Write out exactly the lines below that run from the line containing "Task: tag every instance of the shrub" through the last line of the records.

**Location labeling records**
---+---

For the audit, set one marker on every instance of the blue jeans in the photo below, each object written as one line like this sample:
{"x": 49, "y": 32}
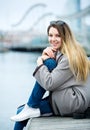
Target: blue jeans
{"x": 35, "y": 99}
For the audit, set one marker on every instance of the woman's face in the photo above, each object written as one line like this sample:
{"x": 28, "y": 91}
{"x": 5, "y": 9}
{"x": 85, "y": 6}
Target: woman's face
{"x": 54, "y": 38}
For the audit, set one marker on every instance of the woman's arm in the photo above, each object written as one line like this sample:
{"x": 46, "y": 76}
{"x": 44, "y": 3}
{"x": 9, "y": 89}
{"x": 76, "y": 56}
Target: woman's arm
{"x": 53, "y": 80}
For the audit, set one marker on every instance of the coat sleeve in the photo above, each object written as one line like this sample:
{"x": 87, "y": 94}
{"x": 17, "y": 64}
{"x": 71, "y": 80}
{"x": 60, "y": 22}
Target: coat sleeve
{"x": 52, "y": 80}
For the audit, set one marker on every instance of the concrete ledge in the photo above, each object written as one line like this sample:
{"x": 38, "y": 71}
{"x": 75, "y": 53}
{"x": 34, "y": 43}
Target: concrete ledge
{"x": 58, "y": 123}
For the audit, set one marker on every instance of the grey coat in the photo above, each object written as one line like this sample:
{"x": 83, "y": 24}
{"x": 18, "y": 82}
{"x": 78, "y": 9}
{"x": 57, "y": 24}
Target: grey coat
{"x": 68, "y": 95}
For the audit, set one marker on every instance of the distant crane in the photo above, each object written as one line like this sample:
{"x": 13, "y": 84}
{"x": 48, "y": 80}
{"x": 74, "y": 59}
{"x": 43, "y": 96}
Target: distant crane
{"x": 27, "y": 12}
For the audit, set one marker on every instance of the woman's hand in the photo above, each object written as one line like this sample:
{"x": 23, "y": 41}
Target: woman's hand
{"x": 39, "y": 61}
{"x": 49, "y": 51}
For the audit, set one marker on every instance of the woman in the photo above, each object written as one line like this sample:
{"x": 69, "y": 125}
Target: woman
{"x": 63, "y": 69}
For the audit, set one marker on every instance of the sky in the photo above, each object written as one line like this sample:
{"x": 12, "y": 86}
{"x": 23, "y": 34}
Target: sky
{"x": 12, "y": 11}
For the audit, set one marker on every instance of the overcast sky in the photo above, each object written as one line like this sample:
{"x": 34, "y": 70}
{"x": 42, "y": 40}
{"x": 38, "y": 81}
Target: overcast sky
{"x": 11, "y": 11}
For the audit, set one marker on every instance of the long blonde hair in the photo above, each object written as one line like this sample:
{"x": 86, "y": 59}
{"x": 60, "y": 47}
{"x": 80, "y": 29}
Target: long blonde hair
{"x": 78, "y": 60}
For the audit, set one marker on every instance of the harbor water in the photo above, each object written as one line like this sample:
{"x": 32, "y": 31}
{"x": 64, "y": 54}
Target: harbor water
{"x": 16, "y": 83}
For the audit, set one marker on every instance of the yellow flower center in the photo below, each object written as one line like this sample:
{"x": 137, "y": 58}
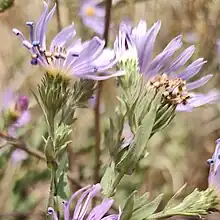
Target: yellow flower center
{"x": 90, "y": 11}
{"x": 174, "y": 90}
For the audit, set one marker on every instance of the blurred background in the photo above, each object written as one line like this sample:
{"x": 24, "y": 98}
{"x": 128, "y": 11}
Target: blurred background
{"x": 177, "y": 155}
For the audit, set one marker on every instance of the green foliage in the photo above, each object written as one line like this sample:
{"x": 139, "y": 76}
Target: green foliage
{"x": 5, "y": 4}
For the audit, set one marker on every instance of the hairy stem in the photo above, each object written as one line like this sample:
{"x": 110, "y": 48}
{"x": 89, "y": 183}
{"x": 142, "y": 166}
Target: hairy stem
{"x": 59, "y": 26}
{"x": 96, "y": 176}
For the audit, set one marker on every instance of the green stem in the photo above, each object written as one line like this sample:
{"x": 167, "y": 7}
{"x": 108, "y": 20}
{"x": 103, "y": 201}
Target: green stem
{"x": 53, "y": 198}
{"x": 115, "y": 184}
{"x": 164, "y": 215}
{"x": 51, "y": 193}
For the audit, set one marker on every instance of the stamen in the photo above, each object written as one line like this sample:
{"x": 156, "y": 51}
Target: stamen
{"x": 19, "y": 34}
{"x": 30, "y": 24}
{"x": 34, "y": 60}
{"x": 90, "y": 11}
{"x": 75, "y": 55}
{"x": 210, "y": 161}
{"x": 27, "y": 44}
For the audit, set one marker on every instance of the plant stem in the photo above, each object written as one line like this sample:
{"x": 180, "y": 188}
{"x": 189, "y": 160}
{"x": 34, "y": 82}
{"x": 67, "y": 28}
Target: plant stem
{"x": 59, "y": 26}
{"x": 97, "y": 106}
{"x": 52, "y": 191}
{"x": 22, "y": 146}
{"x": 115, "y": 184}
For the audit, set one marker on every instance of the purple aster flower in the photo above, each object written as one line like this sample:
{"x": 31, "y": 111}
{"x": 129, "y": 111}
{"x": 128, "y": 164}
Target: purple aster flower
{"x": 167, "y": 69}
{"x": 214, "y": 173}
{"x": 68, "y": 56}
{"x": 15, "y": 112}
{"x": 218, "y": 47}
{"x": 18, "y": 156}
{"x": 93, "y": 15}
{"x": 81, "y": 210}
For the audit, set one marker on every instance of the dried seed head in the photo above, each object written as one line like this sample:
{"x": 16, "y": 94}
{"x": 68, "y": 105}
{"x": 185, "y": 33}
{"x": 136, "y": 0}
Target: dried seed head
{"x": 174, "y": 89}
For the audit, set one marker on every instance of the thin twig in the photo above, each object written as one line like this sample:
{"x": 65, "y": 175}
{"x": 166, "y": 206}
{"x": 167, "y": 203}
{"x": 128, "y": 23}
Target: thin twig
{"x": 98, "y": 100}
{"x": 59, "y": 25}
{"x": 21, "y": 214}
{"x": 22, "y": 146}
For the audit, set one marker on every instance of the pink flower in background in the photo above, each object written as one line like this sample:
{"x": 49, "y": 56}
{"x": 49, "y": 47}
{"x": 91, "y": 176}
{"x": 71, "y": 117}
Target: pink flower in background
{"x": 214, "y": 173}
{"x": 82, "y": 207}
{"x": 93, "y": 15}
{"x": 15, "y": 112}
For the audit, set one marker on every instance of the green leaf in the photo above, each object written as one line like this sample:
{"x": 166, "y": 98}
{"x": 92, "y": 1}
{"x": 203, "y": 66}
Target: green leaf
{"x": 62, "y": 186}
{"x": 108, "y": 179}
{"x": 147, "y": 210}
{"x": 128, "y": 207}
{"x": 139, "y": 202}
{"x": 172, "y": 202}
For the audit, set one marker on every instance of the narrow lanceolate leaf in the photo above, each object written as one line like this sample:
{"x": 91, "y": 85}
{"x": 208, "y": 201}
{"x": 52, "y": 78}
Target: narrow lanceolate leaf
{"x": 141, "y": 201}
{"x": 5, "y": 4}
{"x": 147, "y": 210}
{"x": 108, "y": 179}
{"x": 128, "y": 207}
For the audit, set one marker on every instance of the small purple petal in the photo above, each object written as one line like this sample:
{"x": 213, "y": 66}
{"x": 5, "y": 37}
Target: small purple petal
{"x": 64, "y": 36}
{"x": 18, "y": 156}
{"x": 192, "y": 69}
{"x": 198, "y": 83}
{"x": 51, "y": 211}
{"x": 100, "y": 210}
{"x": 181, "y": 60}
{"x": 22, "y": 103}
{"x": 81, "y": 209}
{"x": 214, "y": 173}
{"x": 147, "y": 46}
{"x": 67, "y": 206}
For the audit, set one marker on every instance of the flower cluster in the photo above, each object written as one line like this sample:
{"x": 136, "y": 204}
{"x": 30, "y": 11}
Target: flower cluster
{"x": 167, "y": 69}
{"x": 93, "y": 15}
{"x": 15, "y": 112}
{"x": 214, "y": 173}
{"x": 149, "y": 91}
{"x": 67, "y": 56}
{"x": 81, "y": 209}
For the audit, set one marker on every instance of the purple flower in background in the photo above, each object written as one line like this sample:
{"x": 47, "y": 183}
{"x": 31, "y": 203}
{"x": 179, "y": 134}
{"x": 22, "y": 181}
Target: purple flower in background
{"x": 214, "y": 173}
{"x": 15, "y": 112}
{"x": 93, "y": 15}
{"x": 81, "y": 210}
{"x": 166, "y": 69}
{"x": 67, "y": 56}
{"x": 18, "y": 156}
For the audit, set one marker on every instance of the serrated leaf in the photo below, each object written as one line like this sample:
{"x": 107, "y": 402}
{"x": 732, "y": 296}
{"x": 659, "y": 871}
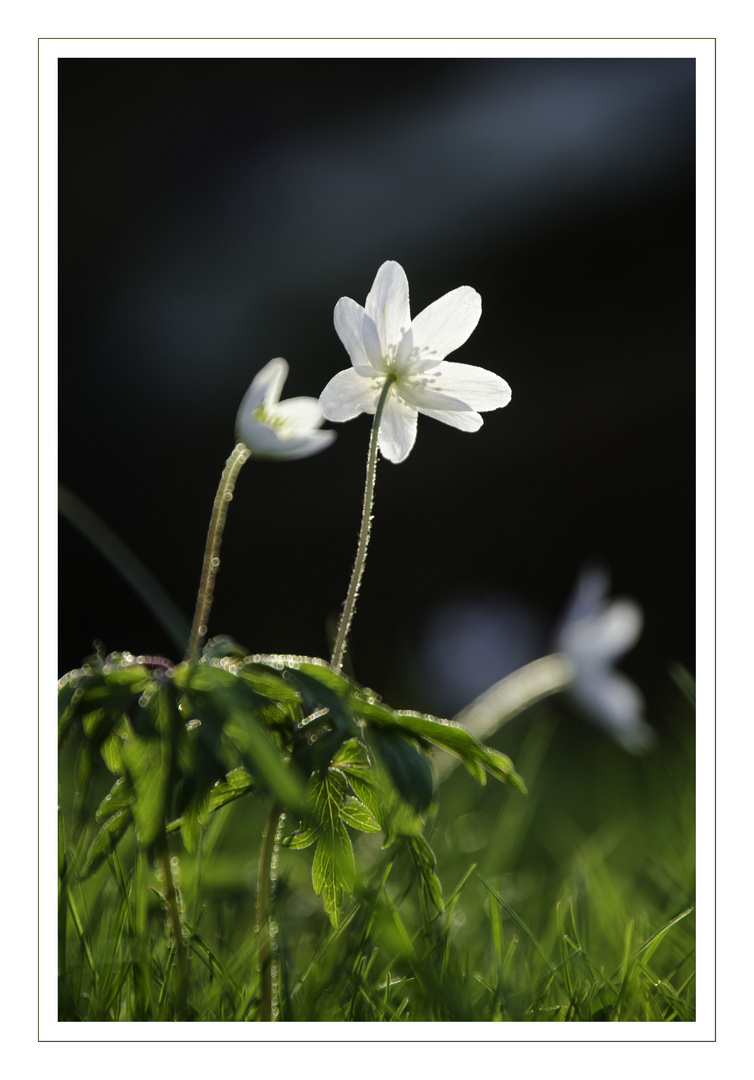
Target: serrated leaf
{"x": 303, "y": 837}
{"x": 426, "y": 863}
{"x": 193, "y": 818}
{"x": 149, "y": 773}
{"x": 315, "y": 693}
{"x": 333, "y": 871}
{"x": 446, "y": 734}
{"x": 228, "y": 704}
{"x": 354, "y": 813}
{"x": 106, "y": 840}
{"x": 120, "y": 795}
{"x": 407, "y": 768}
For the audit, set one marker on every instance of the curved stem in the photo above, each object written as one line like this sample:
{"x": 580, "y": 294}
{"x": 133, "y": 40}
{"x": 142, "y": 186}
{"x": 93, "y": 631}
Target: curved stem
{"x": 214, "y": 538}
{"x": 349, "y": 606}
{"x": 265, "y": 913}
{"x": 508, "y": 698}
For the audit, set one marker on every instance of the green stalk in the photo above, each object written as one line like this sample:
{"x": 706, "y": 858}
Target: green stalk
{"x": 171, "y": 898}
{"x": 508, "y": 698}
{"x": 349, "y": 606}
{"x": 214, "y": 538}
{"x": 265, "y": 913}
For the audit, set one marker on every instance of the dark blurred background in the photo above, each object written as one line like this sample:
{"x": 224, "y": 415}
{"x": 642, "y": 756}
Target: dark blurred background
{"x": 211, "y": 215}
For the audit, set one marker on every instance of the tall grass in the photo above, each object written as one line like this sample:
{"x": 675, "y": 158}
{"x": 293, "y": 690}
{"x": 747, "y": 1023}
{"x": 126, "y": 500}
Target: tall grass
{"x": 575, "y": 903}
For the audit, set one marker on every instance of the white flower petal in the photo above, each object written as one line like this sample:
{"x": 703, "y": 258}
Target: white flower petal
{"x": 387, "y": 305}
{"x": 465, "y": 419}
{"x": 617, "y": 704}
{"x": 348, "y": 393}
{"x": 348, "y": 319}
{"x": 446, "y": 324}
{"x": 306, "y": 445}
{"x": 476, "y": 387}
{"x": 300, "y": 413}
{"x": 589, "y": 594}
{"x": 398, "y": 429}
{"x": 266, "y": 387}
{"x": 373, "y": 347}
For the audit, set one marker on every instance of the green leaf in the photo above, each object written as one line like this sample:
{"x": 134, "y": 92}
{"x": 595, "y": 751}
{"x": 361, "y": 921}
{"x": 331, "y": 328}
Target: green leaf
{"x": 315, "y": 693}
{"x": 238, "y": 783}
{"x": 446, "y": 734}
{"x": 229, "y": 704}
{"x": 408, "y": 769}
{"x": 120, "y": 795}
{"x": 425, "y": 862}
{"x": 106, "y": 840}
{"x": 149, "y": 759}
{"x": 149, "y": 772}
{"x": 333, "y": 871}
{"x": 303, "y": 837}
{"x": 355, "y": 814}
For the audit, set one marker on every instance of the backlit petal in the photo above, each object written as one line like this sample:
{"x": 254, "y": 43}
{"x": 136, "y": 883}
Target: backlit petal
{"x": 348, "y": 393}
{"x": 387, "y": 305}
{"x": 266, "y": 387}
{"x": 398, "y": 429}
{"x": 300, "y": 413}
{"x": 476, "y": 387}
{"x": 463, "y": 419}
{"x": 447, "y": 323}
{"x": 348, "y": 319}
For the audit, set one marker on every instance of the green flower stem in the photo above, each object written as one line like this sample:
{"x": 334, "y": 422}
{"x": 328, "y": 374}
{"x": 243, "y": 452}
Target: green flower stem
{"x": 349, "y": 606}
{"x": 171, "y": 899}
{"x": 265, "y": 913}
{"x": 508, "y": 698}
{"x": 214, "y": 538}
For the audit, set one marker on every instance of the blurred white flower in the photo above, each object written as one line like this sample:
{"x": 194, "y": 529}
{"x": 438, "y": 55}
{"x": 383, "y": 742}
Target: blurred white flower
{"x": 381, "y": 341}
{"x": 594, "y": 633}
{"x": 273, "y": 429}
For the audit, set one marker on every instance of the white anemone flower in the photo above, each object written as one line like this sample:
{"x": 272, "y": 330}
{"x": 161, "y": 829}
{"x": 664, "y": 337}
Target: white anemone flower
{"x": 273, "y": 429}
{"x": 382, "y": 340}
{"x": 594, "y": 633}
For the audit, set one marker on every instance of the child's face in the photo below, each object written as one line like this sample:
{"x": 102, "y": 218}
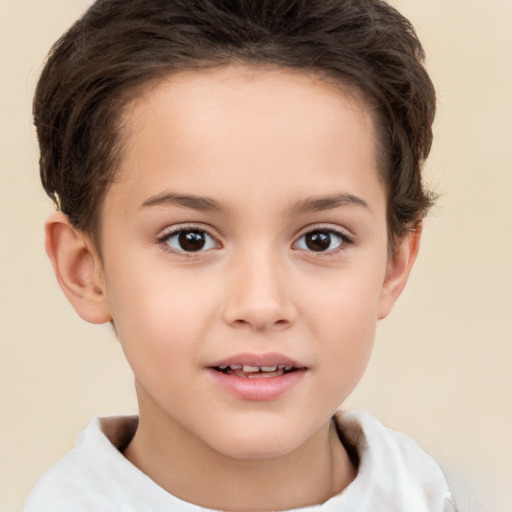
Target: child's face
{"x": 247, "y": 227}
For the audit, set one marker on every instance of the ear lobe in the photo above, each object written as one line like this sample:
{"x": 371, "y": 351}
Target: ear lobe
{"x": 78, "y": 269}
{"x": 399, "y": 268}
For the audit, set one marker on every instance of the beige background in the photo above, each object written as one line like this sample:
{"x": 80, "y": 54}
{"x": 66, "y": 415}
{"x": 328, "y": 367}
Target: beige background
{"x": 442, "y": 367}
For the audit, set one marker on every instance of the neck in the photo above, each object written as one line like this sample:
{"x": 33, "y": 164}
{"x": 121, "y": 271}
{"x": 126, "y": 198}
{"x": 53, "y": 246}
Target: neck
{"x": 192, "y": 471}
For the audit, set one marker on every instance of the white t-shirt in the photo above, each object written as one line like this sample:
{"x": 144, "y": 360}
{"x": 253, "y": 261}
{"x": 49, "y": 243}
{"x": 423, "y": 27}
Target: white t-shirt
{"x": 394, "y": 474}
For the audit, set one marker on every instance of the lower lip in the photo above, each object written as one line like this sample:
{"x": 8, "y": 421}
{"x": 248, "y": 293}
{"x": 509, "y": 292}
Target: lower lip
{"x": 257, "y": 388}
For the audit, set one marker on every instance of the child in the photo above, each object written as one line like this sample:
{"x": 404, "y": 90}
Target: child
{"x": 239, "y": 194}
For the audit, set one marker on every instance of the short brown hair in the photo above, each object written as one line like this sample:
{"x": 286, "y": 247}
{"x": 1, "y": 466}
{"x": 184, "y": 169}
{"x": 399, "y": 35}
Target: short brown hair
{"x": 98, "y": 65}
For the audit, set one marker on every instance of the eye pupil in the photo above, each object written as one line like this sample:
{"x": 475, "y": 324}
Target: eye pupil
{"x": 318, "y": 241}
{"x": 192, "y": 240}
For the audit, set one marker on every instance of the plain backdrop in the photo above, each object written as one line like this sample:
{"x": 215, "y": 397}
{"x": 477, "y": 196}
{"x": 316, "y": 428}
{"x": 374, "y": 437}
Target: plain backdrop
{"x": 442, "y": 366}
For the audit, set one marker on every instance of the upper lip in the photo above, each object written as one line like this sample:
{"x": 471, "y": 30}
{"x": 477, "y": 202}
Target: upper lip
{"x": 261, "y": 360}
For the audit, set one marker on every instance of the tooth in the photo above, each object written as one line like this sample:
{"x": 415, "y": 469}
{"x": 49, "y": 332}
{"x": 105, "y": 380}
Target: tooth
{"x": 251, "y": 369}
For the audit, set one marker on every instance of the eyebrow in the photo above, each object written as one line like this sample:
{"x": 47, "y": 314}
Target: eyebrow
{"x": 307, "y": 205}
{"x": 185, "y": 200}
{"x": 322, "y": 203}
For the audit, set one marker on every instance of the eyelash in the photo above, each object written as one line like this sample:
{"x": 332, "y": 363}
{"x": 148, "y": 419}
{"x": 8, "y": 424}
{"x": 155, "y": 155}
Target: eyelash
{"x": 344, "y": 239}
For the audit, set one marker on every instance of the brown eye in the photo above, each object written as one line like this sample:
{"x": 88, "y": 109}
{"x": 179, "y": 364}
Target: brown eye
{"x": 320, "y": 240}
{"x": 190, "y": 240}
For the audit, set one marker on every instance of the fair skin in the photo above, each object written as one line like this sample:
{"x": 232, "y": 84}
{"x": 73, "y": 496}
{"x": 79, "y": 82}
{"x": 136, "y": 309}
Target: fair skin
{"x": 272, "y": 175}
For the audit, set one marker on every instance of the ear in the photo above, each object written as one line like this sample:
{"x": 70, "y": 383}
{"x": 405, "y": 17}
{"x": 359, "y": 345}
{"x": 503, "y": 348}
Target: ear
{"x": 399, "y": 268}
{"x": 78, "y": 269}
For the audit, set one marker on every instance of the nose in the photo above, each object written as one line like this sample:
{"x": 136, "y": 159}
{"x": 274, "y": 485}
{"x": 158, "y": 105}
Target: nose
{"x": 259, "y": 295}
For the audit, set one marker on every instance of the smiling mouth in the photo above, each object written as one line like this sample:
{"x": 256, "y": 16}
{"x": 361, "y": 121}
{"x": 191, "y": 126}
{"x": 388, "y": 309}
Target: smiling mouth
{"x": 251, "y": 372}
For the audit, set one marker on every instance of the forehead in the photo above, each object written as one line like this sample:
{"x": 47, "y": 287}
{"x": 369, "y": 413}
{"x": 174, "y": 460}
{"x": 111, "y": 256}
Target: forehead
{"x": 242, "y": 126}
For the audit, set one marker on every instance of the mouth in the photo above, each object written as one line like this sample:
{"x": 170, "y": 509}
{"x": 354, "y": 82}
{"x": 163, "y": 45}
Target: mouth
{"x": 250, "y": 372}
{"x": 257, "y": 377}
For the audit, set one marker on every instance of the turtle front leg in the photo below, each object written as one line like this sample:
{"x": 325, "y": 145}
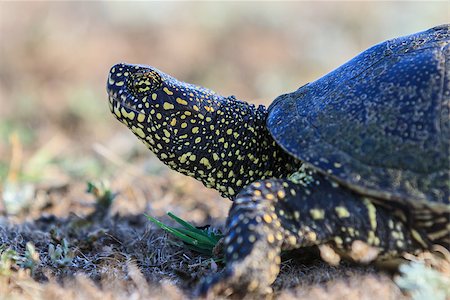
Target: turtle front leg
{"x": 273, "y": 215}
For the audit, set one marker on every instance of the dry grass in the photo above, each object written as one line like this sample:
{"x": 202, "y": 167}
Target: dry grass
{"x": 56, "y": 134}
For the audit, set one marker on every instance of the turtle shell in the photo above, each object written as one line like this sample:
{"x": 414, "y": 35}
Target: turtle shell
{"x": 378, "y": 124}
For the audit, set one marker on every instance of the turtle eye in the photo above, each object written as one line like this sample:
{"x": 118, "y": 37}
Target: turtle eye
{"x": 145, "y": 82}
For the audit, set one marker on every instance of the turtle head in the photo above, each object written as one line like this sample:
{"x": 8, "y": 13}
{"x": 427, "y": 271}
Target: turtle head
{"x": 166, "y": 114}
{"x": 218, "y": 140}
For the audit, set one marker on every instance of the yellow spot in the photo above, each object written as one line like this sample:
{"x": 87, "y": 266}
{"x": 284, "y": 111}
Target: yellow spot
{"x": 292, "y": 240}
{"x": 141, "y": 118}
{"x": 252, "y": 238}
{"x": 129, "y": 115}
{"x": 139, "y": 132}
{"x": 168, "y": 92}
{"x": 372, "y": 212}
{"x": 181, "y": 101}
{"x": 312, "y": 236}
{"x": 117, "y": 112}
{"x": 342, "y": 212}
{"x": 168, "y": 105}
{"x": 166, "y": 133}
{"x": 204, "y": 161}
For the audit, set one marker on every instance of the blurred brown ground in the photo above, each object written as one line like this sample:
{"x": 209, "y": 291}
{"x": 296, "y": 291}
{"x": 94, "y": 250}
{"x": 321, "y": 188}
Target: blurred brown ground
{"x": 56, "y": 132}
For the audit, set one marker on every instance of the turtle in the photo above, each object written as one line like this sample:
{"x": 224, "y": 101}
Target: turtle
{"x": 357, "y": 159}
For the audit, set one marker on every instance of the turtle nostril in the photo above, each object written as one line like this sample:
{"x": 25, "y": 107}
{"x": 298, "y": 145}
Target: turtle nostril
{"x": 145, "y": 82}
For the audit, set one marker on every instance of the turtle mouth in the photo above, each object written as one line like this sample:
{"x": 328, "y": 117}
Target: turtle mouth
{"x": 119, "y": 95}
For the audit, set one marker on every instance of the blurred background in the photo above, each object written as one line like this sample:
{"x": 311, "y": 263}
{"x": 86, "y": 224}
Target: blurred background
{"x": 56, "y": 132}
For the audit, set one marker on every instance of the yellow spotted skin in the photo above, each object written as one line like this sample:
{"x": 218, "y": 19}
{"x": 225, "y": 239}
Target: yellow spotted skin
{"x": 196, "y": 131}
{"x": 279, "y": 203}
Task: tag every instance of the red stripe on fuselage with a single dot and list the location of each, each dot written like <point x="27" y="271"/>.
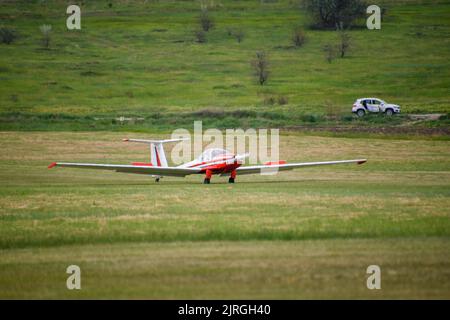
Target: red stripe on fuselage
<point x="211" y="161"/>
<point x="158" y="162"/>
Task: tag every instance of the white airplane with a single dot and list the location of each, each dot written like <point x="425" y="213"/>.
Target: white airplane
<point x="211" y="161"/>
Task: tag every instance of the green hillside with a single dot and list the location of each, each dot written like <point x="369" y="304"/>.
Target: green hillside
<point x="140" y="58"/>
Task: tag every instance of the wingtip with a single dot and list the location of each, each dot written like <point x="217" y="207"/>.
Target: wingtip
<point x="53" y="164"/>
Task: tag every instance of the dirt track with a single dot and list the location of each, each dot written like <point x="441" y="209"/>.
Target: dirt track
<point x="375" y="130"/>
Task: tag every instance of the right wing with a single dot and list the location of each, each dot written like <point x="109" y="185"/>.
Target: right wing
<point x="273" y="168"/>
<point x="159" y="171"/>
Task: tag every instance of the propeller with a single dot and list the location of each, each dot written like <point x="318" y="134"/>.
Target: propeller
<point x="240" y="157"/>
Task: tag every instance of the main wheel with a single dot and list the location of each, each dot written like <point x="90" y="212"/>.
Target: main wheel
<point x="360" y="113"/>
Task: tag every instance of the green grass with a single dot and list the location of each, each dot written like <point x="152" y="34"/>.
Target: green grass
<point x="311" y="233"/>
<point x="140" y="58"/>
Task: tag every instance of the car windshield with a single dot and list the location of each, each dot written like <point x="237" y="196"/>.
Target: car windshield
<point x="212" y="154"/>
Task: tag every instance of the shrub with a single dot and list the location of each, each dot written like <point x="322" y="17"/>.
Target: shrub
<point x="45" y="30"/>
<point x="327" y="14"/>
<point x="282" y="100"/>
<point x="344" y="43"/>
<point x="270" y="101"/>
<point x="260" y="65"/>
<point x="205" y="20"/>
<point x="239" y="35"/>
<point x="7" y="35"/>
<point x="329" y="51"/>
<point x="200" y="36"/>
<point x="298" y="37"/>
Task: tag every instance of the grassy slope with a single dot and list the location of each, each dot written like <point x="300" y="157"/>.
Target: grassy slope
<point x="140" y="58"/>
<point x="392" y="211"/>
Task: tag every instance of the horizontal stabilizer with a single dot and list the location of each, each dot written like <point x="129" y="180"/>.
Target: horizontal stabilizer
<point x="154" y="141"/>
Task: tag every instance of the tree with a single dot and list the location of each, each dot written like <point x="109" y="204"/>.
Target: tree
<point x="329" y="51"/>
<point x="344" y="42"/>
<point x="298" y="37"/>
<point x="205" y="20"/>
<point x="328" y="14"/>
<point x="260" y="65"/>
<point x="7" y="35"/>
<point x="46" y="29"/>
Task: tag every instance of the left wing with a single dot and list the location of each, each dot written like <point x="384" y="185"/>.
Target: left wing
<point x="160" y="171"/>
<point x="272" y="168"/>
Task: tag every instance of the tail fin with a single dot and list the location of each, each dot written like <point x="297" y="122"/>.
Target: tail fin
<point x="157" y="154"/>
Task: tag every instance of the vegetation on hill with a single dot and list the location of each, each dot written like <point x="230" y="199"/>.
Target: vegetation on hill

---+---

**Response for this exercise**
Task: tag every instance of the shrub with a single dot and list the location of each, each dot written like <point x="322" y="17"/>.
Target: shrub
<point x="45" y="30"/>
<point x="327" y="14"/>
<point x="282" y="100"/>
<point x="344" y="43"/>
<point x="270" y="101"/>
<point x="260" y="65"/>
<point x="205" y="20"/>
<point x="239" y="35"/>
<point x="7" y="35"/>
<point x="329" y="51"/>
<point x="200" y="36"/>
<point x="298" y="37"/>
Task: tag every instance of the grassy slope with a single dot and list the location of each, each dot written like <point x="300" y="157"/>.
Target: grassy slope
<point x="140" y="58"/>
<point x="392" y="211"/>
Task: tag every instance of the horizontal stabilizer with a single dot and list the location of each, each dot written like <point x="129" y="180"/>.
Target: horizontal stabilizer
<point x="154" y="141"/>
Task: tag every instance of the tree with a single dot and list the location of each, each dot written like <point x="109" y="204"/>.
Target: tree
<point x="329" y="51"/>
<point x="344" y="42"/>
<point x="298" y="37"/>
<point x="205" y="20"/>
<point x="328" y="14"/>
<point x="260" y="65"/>
<point x="7" y="35"/>
<point x="46" y="29"/>
Task: tag every instance of the left wing with a single dot and list the location of each, each dot written like <point x="384" y="185"/>.
Target: left wing
<point x="160" y="171"/>
<point x="272" y="168"/>
Task: tag every instance of the tail fin with a single dot and list the location of each, each dot written like <point x="297" y="122"/>.
Target: tail fin
<point x="157" y="154"/>
Task: tag every instance of the vegetation on hill with a single dot and list the location of each, each dot written like <point x="230" y="199"/>.
Target: vegetation on hill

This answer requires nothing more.